• Task objective:
After locating the line that bears "Reviewer note: verify one keypoint per instance of the stone", restate word for word that line and the rest of the listing to its final line, excluding all pictures.

** Opening The records block **

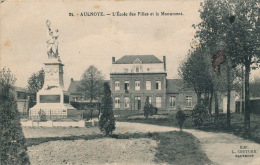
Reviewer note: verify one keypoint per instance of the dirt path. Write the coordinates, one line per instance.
(221, 148)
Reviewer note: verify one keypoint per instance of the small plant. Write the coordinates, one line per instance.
(148, 108)
(199, 114)
(107, 119)
(181, 117)
(42, 115)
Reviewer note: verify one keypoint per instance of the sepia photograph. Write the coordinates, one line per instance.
(128, 82)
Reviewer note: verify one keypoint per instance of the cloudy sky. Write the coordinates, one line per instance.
(85, 41)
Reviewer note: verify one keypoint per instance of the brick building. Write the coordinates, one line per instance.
(133, 78)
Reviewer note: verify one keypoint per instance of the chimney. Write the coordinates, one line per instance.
(164, 63)
(113, 59)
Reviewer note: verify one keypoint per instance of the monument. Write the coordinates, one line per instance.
(52, 100)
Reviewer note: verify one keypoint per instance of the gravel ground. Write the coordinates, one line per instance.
(99, 151)
(217, 146)
(36, 132)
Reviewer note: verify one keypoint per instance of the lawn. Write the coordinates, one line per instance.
(237, 123)
(174, 147)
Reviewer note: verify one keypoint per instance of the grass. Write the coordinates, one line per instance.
(237, 124)
(175, 147)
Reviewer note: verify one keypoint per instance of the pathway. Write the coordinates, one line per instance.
(219, 147)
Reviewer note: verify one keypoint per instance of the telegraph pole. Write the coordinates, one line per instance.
(231, 20)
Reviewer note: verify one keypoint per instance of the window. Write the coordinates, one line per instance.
(158, 102)
(158, 85)
(150, 99)
(74, 98)
(188, 101)
(117, 86)
(117, 103)
(137, 85)
(127, 102)
(172, 101)
(148, 85)
(126, 86)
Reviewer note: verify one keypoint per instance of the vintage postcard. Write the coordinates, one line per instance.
(132, 82)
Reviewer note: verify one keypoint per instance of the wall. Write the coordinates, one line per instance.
(181, 100)
(50, 123)
(144, 68)
(132, 93)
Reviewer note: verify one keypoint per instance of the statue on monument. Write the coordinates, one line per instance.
(52, 42)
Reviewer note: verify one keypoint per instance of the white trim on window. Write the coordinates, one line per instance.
(117, 102)
(137, 85)
(117, 85)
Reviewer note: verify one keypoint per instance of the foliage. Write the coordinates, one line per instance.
(181, 117)
(195, 72)
(91, 84)
(42, 115)
(199, 114)
(239, 38)
(12, 141)
(107, 119)
(255, 88)
(35, 83)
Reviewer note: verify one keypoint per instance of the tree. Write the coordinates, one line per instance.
(181, 117)
(241, 38)
(195, 73)
(91, 85)
(35, 83)
(107, 119)
(148, 108)
(12, 141)
(255, 88)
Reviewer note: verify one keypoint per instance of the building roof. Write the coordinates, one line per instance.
(20, 89)
(176, 86)
(74, 84)
(145, 59)
(73, 88)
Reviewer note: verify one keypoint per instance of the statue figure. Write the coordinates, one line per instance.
(52, 42)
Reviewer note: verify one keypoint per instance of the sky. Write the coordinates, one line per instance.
(93, 40)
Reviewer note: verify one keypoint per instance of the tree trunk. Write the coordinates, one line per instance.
(210, 101)
(216, 107)
(198, 97)
(228, 96)
(247, 101)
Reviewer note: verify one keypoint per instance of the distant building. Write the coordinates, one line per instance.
(22, 98)
(135, 77)
(76, 99)
(179, 95)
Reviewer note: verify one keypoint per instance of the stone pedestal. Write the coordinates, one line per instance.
(52, 100)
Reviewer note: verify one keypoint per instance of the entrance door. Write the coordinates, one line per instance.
(138, 103)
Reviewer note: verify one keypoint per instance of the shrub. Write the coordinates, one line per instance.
(12, 141)
(181, 117)
(149, 109)
(199, 114)
(107, 119)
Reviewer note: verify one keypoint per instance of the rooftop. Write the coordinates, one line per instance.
(145, 59)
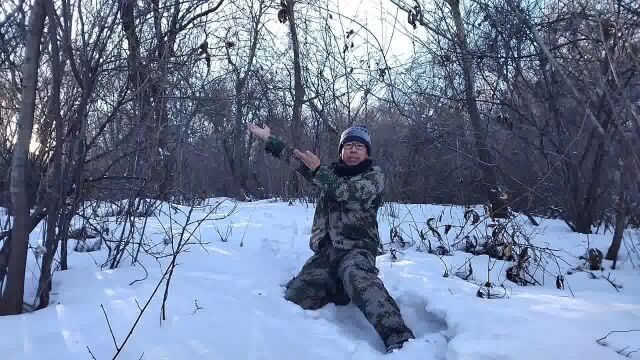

** Closing The records block **

• Task solution:
Reviewer note: verify one keypoint per instance of the stone pedestal. Write the coordinates, one line per instance.
(52, 100)
Reviewer note: verify one keypoint per instance of the entrance door. Write the coordinates, one line per instance.
(138, 103)
Reviewer note: verify one keypoint per instance of the shrub. Write the coordinates, one line per instance.
(12, 141)
(181, 117)
(149, 109)
(199, 114)
(107, 119)
Reviewer note: verify one keypoint per instance of the rooftop. Write the coordinates, one line per instance.
(145, 59)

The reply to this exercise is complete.